Exercise brief:
Among the entries below, find every line that has "sunglasses" and pull it out.
-- Data extracts follows --
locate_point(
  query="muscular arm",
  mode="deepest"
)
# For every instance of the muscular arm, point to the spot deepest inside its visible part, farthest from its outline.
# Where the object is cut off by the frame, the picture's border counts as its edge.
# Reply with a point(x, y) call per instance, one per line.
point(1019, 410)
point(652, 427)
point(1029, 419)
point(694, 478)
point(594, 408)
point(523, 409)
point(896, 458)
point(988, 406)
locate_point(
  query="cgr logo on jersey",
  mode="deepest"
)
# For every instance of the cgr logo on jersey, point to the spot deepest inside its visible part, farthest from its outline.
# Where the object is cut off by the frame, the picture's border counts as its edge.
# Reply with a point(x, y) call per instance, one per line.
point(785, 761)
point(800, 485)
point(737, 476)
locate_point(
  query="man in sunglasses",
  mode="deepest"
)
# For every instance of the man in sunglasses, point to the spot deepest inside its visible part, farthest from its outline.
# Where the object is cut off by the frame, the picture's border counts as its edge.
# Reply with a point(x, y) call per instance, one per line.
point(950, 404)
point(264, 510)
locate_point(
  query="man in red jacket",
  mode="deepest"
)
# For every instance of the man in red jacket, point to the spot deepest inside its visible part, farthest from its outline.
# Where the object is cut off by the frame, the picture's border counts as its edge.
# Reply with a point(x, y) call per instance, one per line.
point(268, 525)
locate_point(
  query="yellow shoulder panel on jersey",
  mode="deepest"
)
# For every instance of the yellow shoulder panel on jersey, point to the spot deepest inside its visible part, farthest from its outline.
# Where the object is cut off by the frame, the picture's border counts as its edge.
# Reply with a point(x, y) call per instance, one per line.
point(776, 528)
-- Data extracts concluded --
Result of this exercise:
  query="man in sunglasses",
# For every instance of the man in sunglasses, point to the spot deepest inside its visible part, farthest from its outline.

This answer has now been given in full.